Point-based annotation data:
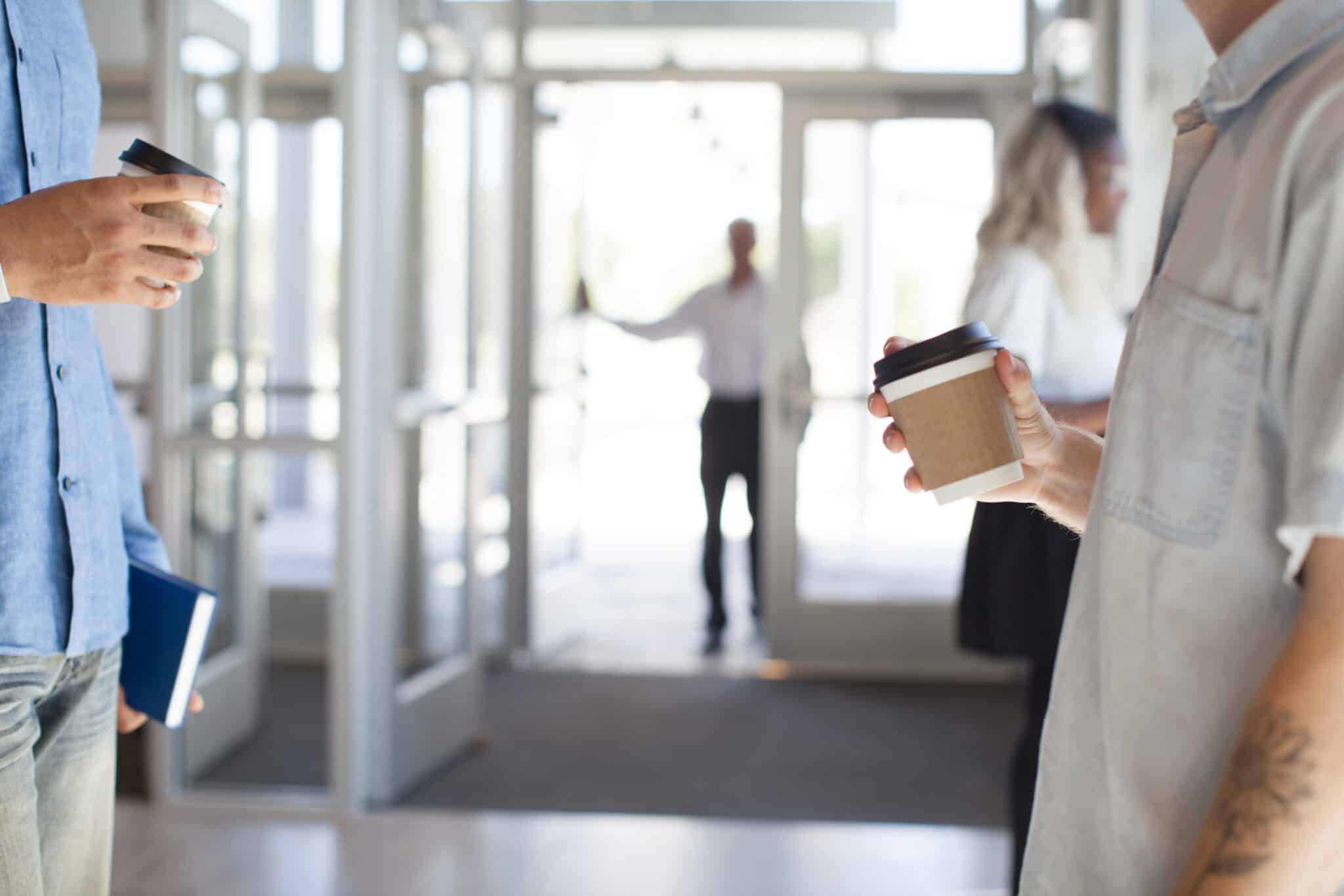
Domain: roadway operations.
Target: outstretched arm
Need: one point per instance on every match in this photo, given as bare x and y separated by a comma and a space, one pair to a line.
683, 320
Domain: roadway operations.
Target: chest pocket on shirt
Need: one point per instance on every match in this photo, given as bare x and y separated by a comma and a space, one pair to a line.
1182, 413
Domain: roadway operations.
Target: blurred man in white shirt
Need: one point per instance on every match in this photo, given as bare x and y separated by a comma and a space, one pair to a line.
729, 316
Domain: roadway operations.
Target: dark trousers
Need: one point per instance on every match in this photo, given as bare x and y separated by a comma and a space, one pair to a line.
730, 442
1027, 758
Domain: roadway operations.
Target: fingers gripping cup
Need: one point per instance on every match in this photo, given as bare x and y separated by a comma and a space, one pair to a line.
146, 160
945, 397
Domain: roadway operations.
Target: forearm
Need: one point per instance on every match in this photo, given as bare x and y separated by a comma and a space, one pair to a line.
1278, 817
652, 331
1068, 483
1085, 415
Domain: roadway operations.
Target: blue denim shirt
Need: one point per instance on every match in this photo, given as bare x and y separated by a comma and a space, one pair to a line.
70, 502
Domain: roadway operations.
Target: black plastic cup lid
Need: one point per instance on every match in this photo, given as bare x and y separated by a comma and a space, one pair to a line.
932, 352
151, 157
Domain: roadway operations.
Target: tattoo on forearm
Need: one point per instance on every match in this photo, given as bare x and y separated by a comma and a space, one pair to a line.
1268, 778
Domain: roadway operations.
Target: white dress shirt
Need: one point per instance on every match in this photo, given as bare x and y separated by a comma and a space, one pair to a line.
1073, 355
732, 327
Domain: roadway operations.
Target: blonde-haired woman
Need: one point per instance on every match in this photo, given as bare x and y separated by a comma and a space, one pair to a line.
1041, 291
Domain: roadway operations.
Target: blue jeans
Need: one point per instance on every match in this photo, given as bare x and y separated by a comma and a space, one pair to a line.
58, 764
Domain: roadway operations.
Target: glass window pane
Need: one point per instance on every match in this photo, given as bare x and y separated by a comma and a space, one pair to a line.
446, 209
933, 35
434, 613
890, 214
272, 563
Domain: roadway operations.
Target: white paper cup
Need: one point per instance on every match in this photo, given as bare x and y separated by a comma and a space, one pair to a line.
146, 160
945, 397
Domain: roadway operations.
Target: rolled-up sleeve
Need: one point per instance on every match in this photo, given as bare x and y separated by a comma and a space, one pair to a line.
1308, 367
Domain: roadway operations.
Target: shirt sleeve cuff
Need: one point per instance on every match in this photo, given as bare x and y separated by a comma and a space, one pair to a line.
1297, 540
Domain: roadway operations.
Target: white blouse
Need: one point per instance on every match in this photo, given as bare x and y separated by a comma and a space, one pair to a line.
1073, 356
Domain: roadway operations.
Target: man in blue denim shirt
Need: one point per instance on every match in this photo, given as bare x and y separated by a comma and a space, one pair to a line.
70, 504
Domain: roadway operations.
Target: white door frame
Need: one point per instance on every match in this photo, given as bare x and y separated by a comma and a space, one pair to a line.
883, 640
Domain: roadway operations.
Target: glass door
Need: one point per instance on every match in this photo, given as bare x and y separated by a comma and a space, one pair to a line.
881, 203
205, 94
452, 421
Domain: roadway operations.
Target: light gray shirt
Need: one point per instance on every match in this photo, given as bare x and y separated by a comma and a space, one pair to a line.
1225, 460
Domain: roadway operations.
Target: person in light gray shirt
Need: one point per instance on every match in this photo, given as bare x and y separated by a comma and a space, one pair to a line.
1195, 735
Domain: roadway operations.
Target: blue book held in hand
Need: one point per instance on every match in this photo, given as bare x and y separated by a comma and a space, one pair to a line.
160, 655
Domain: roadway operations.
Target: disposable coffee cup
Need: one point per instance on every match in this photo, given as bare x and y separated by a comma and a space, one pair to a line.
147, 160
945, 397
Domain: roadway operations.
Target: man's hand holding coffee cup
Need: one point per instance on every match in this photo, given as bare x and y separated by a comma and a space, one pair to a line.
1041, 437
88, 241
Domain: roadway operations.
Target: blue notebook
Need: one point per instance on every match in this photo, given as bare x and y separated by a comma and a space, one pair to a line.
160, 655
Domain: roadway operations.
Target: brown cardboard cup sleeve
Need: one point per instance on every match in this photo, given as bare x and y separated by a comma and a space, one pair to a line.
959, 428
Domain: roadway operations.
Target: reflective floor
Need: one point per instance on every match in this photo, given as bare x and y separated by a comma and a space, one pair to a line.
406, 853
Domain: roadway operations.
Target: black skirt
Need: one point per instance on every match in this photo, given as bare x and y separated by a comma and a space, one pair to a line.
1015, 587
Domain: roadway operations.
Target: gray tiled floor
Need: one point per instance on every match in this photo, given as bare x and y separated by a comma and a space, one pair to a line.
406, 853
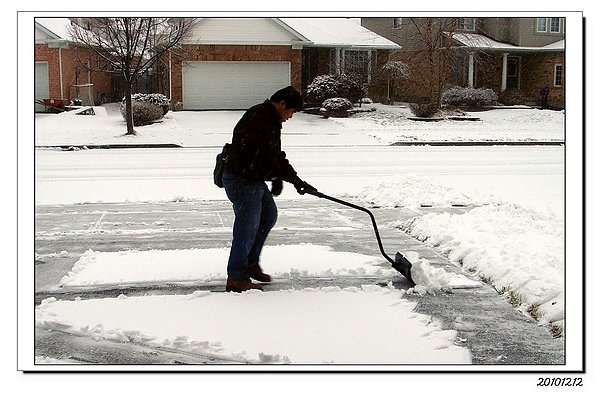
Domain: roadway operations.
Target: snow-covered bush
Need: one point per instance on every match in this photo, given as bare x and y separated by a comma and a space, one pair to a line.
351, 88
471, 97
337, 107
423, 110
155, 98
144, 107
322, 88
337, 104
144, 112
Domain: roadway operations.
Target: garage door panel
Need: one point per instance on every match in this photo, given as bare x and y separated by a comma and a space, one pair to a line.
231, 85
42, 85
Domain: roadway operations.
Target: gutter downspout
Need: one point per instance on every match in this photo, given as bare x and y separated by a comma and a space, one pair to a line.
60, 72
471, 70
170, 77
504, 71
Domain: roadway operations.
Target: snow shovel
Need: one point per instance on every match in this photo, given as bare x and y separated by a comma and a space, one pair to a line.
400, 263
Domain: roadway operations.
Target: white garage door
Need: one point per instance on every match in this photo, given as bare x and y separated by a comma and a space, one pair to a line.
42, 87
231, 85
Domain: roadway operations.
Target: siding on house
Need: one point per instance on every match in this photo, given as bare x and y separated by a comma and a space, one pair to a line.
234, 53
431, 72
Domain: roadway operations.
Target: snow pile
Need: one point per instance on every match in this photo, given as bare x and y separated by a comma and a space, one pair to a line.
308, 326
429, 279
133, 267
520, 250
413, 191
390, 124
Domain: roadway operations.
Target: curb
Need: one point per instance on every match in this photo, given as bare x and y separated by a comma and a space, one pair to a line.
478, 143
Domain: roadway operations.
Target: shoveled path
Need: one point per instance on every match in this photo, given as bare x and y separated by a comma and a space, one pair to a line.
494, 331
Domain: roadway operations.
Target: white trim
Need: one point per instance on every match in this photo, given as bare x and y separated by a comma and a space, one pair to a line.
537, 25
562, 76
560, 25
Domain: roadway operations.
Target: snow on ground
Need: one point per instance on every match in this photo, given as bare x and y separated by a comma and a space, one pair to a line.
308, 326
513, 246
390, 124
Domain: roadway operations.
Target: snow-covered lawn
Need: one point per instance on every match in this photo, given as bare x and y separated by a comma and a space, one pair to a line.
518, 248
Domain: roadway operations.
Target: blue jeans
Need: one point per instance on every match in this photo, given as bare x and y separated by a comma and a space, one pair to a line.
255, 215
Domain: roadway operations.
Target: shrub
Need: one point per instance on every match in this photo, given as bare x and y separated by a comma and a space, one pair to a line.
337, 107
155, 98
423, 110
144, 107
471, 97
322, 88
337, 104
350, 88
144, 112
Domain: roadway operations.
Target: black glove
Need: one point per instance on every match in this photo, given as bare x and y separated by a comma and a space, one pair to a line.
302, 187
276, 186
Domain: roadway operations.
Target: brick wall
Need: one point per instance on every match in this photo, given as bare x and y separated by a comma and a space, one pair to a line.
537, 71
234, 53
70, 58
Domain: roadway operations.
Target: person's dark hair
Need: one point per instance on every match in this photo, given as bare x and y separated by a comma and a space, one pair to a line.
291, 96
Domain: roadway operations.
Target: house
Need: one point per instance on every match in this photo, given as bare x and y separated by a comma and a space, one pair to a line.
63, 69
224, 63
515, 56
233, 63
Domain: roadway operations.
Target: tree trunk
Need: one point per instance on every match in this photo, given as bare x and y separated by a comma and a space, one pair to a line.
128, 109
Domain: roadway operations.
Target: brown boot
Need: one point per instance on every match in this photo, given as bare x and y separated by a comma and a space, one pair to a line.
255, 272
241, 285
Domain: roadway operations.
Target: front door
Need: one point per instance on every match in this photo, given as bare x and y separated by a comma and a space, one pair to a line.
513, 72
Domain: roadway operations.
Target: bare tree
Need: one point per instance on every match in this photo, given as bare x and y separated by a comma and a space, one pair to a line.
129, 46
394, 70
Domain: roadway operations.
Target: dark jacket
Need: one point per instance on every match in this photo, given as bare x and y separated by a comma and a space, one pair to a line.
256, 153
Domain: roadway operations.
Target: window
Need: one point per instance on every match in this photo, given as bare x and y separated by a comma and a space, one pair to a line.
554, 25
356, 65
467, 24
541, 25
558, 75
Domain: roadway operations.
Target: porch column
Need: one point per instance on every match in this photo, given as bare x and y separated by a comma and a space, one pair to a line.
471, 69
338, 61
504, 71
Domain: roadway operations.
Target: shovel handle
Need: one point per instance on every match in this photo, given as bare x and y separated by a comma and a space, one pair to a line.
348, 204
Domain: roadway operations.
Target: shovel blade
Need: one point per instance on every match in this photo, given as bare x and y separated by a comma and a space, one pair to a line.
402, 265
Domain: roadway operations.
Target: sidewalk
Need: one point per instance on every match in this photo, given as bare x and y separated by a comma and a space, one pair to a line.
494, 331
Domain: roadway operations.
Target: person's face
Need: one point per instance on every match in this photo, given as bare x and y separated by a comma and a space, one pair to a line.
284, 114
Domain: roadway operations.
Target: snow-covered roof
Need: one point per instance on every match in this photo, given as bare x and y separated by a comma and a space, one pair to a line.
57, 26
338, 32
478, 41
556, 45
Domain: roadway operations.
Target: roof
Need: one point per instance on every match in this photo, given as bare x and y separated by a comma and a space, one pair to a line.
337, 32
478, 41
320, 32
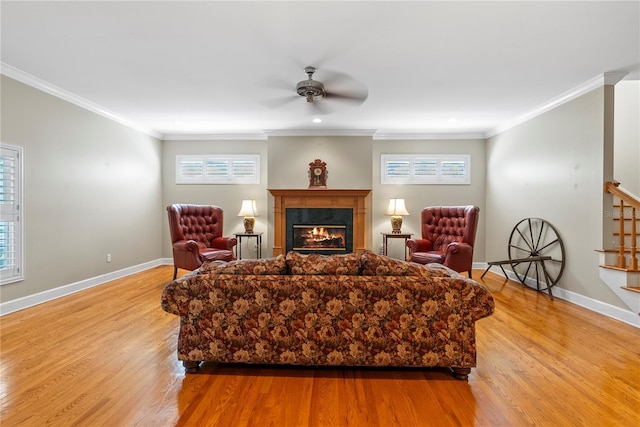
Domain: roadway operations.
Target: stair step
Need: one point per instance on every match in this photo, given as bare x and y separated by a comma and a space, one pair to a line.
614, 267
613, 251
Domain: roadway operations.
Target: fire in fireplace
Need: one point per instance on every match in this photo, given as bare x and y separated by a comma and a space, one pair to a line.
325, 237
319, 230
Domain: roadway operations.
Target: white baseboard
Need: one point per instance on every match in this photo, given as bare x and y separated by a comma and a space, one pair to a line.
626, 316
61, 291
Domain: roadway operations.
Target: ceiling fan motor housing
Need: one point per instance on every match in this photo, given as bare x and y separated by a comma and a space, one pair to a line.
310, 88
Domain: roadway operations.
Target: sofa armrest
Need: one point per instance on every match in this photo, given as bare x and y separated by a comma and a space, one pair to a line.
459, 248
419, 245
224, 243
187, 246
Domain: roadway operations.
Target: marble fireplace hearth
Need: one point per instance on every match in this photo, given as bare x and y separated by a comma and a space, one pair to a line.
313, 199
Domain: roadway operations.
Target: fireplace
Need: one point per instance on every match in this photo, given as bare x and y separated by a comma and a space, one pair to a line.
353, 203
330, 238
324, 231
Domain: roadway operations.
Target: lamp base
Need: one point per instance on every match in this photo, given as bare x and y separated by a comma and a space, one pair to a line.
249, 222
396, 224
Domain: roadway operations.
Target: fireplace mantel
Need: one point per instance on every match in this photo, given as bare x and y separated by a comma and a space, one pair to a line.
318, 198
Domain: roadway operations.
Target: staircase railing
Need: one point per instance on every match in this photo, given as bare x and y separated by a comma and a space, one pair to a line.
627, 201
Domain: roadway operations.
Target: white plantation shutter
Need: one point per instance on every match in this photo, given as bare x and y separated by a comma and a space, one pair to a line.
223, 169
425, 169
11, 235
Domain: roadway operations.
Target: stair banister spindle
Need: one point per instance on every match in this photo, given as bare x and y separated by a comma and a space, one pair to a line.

Stated goal: Please count the lines in the rows above that contain the string "door", treating uppercase and lowercase as different. Give only the number.

Answer to this exercise: 5